**EXERCICES À TRAITER:**
1 – Recopiez fidèlement, dans le passage sur la Haute Autorité, tout ce qui va de « Vous avez évoqué » jusqu'à « d'une PPE ... ».
2 – D'après le passage sur la Haute Autorité, pourquoi le climat de « suspicion » lié aux PPE risquerait-il de freiner l'engagement dans la vie publique ? Répondez en une à trois phrases.
3 – Prolongez le passage sur la Haute Autorité au-delà de sa dernière phrase.

**EXTRAIT DU TEXTE:**
***

Vous avez évoqué les possibles élargissements de l'obligation de rédiger des déclarations de patrimoine et d'intérêts, par exemple aux maires d'arrondissement, mais je n'ai pas entendu qu'ils pourraient concerner les membres du Conseil constitutionnel. Est-ce un oubli de votre part ? Quel est votre avis sur cette question récurrente ?
Au regard de l'élargissement du périmètre de contrôle de la Haute Autorité, disposez-vous des moyens suffisants pour mener à bien votre mission ?
Le climat global de « suspicion » induit par les dispositions déjà évoquées concernant les PPE ne risque-t-il pas de freiner l'engagement dans la vie publique, qui nécessite beaucoup de disponibilité et de sacrifices, y compris sur le plan familial, pour servir l'État avec un grand E ? J'ai une fille qui a découvert, à l'occasion d'une demande de prêt bancaire, qu'elle était la fille d'une PPE ...

***

Extraits de données:
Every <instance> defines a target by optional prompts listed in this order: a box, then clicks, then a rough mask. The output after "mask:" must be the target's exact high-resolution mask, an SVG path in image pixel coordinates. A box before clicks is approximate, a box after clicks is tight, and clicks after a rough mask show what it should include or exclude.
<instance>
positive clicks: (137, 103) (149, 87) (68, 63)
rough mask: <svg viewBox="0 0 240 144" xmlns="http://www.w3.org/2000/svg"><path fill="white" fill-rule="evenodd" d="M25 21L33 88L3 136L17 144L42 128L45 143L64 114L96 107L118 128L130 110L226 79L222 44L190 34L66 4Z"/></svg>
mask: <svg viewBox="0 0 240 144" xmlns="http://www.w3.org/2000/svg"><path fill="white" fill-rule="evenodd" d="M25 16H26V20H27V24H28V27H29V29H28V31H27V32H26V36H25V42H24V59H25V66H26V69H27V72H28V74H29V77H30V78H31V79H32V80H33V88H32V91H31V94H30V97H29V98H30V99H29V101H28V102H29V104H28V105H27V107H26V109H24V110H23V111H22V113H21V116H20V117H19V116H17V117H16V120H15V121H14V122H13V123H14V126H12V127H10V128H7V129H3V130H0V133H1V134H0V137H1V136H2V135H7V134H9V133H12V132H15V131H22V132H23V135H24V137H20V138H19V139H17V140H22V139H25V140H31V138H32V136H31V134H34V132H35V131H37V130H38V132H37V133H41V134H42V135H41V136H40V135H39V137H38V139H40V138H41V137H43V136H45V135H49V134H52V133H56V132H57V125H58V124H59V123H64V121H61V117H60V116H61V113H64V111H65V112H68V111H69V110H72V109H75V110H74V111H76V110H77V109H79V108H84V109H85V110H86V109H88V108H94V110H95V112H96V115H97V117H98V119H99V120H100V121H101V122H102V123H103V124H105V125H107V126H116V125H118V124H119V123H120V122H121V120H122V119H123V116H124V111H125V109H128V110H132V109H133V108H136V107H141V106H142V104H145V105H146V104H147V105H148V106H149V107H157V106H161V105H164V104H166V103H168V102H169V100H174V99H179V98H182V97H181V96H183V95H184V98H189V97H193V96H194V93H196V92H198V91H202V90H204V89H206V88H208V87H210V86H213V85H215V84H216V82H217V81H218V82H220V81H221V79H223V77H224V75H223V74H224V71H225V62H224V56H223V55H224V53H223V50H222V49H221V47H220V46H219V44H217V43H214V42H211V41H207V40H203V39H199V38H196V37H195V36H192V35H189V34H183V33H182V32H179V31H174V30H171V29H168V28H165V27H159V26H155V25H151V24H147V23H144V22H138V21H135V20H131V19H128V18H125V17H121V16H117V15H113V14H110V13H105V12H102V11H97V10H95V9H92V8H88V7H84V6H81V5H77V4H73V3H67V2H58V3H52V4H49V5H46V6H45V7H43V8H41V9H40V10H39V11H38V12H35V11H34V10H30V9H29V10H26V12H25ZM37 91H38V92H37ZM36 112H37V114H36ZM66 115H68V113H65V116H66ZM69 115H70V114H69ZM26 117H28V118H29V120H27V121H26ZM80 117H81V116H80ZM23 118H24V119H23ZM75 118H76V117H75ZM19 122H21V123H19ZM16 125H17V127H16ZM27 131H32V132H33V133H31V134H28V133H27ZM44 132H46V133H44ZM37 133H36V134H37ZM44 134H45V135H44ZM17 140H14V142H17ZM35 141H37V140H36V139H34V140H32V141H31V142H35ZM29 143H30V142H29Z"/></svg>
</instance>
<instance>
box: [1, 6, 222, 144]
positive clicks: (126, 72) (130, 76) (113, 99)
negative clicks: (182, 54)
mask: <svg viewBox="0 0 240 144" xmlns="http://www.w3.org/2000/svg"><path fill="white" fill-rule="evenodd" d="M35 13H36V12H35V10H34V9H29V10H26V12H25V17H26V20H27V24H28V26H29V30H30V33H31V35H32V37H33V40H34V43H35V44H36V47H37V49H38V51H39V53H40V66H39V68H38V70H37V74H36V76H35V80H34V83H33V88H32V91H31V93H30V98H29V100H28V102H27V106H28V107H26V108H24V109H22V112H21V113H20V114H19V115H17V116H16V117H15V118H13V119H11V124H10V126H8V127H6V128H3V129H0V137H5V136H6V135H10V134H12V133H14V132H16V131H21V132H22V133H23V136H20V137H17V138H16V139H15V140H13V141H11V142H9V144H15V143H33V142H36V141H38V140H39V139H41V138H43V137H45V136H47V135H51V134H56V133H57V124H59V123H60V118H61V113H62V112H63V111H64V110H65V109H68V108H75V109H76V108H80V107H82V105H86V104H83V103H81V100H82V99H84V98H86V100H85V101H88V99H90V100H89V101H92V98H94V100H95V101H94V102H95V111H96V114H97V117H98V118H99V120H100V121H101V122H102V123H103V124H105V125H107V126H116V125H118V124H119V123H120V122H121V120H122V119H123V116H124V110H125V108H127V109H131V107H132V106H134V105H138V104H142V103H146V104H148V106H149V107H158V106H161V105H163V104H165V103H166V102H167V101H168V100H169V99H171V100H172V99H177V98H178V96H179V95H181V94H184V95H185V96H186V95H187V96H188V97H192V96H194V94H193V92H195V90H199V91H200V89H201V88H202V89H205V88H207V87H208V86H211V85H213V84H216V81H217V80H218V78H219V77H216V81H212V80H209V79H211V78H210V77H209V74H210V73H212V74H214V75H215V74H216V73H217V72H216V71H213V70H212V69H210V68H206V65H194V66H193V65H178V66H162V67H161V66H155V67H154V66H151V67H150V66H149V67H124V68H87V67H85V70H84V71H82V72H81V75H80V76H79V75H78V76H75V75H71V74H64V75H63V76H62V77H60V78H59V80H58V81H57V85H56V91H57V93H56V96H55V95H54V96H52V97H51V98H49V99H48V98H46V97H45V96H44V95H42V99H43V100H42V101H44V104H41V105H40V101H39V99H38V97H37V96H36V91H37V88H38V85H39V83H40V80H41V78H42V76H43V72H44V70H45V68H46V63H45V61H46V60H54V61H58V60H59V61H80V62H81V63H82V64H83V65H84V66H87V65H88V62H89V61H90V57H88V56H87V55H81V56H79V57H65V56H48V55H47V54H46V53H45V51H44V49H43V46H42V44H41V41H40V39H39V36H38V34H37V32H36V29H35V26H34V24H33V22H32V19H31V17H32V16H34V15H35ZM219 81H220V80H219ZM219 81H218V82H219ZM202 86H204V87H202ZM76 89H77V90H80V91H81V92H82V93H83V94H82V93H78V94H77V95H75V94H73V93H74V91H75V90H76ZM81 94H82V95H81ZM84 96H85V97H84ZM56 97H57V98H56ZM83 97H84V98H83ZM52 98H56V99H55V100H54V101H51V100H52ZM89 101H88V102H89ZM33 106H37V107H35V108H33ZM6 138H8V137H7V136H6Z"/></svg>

***

**RÉPONSES ATTENDUES:**
1 –
Vous avez évoqué les possibles élargissements de l'obligation de rédiger des déclarations de patrimoine et d'intérêts, par exemple aux maires d'arrondissement, mais je n'ai pas entendu qu'ils pourraient concerner les membres du Conseil constitutionnel. Est-ce un oubli de votre part ? Quel est votre avis sur cette question récurrente ?
Au regard de l'élargissement du périmètre de contrôle de la Haute Autorité, disposez-vous des moyens suffisants pour mener à bien votre mission ?
Le climat global de « suspicion » induit par les dispositions déjà évoquées concernant les PPE ne risque-t-il pas de freiner l'engagement dans la vie publique, qui nécessite beaucoup de disponibilité et de sacrifices, y compris sur le plan familial, pour servir l'État avec un grand E ? J'ai une fille qui a découvert, à l'occasion d'une demande de prêt bancaire, qu'elle était la fille d'une PPE ...

2 – Le climat de suspicion risquerait de freiner l'engagement dans la vie publique parce que cet engagement exige beaucoup de disponibilité et de sacrifices, y compris sur le plan familial.

3 –
S'agissant des PPE, les dispositions relèvent d'une directive européenne qui liste un certain nombre de fonctions dont les titulaires sont considérés comme des PPE. C'est totalement indépendant des procédures que vous avez confiées à la Haute Autorité. J'ai moi-même été une PPE pendant longtemps, comme Premier président de la Cour des comptes et, auparavant, comme député. En tant que président de la Haute Autorité, je ne le suis plus - peut-être parce que la Haute Autorité n'était pas créée au moment de la rédaction de cette directive ... J'ai donc connu ce sujet de l'entourage familial, sachant que les banques font parfois de l'excès de zèle, ce que j'avais signalé à l'Autorité de contrôle prudentiel et de résolution (ACPR). J'ai pour la première fois découvert ces dispositions comme Premier président de la Cour des comptes, lorsqu'un président de chambre régionale des comptes s'étonnait qu'on lui refuse un prêt parce qu'il était une PPE. J'ai donc dû lui expliquer ces dispositions ...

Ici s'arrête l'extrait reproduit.